Rows from a point labeling set:
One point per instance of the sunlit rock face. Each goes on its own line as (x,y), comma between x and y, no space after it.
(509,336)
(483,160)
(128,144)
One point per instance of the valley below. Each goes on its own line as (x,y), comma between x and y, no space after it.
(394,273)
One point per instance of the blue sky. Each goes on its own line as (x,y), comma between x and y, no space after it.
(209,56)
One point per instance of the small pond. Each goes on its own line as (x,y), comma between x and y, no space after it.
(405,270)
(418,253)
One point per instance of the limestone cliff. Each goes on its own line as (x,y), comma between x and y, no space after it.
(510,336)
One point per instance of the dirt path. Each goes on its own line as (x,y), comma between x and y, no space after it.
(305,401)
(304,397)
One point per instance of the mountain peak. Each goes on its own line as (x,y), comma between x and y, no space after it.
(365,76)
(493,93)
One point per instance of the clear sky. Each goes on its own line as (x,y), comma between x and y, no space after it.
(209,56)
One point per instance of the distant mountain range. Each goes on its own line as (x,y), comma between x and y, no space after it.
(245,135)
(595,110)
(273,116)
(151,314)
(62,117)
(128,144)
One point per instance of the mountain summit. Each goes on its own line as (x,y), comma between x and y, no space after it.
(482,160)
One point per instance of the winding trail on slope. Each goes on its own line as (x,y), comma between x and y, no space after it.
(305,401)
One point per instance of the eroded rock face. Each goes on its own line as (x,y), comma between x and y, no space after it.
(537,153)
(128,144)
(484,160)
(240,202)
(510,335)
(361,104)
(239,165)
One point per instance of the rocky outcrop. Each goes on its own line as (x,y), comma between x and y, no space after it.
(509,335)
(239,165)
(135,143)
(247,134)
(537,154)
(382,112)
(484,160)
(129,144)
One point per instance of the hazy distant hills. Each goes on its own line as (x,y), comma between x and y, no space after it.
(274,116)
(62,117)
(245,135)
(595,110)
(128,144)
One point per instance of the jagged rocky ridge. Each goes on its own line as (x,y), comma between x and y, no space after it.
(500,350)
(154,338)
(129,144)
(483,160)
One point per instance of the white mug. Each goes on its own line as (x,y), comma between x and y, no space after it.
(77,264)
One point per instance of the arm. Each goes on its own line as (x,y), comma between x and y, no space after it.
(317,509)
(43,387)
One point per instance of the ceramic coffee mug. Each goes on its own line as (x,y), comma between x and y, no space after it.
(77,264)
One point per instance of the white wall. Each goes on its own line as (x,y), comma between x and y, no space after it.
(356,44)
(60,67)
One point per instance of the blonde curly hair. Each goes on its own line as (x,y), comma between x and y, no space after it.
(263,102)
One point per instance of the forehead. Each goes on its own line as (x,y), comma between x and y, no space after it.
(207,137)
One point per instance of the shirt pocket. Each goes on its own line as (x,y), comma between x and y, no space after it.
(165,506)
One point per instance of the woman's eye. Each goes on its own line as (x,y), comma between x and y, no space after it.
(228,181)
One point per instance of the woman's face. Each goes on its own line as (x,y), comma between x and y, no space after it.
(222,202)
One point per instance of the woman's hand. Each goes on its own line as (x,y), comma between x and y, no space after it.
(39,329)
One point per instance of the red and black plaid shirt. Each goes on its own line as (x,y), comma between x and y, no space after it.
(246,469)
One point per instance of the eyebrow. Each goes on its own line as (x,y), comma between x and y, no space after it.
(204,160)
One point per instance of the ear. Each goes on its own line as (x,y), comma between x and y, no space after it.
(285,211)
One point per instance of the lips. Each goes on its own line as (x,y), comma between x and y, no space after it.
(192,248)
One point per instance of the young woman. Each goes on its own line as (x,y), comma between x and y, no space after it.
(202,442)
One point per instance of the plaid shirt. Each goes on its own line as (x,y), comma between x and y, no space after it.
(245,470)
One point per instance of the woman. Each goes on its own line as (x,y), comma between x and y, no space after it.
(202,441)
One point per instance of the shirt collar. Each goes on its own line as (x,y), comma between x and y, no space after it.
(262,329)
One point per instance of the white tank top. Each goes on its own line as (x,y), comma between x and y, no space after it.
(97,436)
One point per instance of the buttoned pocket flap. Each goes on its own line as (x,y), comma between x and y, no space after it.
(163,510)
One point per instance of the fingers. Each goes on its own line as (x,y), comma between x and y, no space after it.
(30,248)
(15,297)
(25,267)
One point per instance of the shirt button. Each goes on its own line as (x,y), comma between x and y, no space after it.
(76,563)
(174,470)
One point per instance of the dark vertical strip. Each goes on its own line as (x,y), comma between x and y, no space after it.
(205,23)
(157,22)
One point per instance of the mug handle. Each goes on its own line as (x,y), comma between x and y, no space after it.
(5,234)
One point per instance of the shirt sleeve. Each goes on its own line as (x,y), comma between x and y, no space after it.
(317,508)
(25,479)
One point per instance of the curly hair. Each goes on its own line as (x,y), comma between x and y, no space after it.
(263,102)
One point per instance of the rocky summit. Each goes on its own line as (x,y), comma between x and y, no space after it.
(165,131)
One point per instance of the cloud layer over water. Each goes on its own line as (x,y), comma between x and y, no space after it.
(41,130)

→ **Directions**: Copy every line of the rows above without any changes.

→ **Exercise answer**:
One point per instance of the sunlit rock face. Each goes on its own line as (x,y), comma between x and y, no space after it.
(509,336)
(483,160)
(128,144)
One point per instance of the valley below. Each goes on its own line as (x,y), comma between x and y, no space after it.
(394,273)
One point per instance of the blue sky. Each goes on its own line as (x,y), comma between x and y, no space after it.
(209,56)
One point per instance of the small pond. Each goes on its own line as (x,y), comma between x and y, no space after it.
(405,270)
(418,253)
One point per instance of the limestone cliff. Each goes on its own line as (x,y), comma between x and y, no space after it.
(510,336)
One point per instance of the dirt path. Each goes on its own line as (x,y), comma between x and y, no space after it.
(305,401)
(304,397)
One point per instance of the mountain peak. Each goes on its own line as (x,y), comma between x and y, no space after it.
(365,76)
(493,93)
One point per instance of the clear sky. Each goes on its own line as (x,y), comma between x and y, no space after it.
(209,56)
One point per instance of the distant mountain range. Each goes on its own line as (x,y), comma between x and y, no space after it.
(245,135)
(595,110)
(273,116)
(151,314)
(62,117)
(128,144)
One point per instance of the mountain summit. Each goes on its own line as (x,y), comma between x and y, no space after it.
(482,160)
One point per instance of the winding trail on slope. Each goes on its own line as (x,y), comma between x and y, no space after it.
(305,401)
One point per instance of the eroded rock face. Each goes on its own line as (x,y), comma between x and y, no space after it.
(537,153)
(128,144)
(484,160)
(240,202)
(510,335)
(361,104)
(239,165)
One point per instance of the rocky outcrop. Each goes on its own line as (x,y), comma between x and y, no space after it.
(509,335)
(239,165)
(135,143)
(247,134)
(537,154)
(382,112)
(484,160)
(129,144)
One point per instance of the hazy distant hills. Each goes on its own line as (x,y), comma between x and y, no space after it.
(274,116)
(62,117)
(245,135)
(595,110)
(128,144)
One point per instance of the jagged rocky ridge. Each goes on its own line as (x,y), comma between x and y, no space after it.
(500,350)
(154,338)
(129,144)
(483,160)
One point per instance of the white mug. Each goes on its own line as (x,y), comma between x and y, no space after it.
(77,264)
One point per instance of the arm. Each goes on its own line as (x,y), comma between x and y, no space after it.
(317,509)
(43,387)
One point per instance of the ceramic coffee mug. Each goes on its own line as (x,y), comma between x and y, no space after it.
(77,264)
One point per instance of the white wall. Each goes on its own line as (x,y), comma between x and y, no space after it.
(356,44)
(60,67)
One point per instance of the blonde curly hair. Each goes on its own line as (x,y), comma between x and y, no space after it.
(263,102)
One point per instance of the forehead. Each goes on its own line as (x,y), comma between x and y, no space after it.
(207,137)
One point per instance of the shirt pocket. Each goes on its own line as (x,y), comma between x and y, no space after it.
(165,506)
One point per instance of the woman's eye. Each goes on its own line as (x,y), comma between x and y, no space after it.
(228,181)
One point per instance of the woman's face. Each goes on its own line as (x,y), comma between x and y, no space after it.
(222,202)
One point per instance of the woman's hand. Each goes on its own line as (x,y), comma between x and y, no space after it.
(39,329)
One point per instance of the red and black plaid shirt. Each goes on its own line as (x,y), comma between x and y, no space after it.
(246,469)
One point per instance of the eyebrow. Each goes on its own line as (x,y), comma between x and y, no space after it.
(204,160)
One point per instance of the ear. Each goes on its own line as (x,y), comma between x and y, no space after it.
(285,211)
One point per instance of the lips. Each goes on its own line as (x,y), comma between x and y, no space after it.
(192,248)
One point per instance of the young woman. Each goes on its own line as (x,y), comma between x and y, no space after it.
(202,442)
One point per instance of the plaid shirt. Each goes on its own line as (x,y), comma between x and y, no space after it.
(245,470)
One point per instance of the woman. Each goes on its own line as (x,y), comma between x and y, no space after it.
(202,441)
One point per instance of the shirt collar. Each goes on its own line as (x,y), comma between x and y, no space after it.
(262,329)
One point per instance of the white tank top. Each goes on its own line as (x,y), comma between x and y, no space after it.
(97,436)
One point per instance of the buttoned pocket flap. Each goes on its own line as (x,y), comma between x and y, no space after it.
(163,510)
One point per instance of the fingers. Each goes on its own line as (x,y), comma between x and y, no space after it.
(30,248)
(15,297)
(25,267)
One point per instance of the shirt button. Each goes on its own line as (x,y), comma between x and y, no space after it.
(76,563)
(174,470)
One point per instance of the dark vertical strip. Each goes on its own line as (x,y), comma between x and y, no space after it.
(205,23)
(157,22)
One point per instance of the mug handle. Each goes on its own line as (x,y), comma between x and y, no space after it.
(5,234)
One point per instance of the shirt sleeve. Each goes on its own line as (x,y), comma between x and y, no space after it.
(317,508)
(25,479)
One point per instance of the curly hair. Each goes on its own line as (x,y), comma between x and y, no space after it.
(263,102)
One point per instance of the rocky summit. Each goes on its own line as (x,y), comma between x and y, no space after it.
(165,131)
One point per instance of the cloud layer over water. Each goes on its own line as (x,y), comma between x and y, no space after it.
(41,130)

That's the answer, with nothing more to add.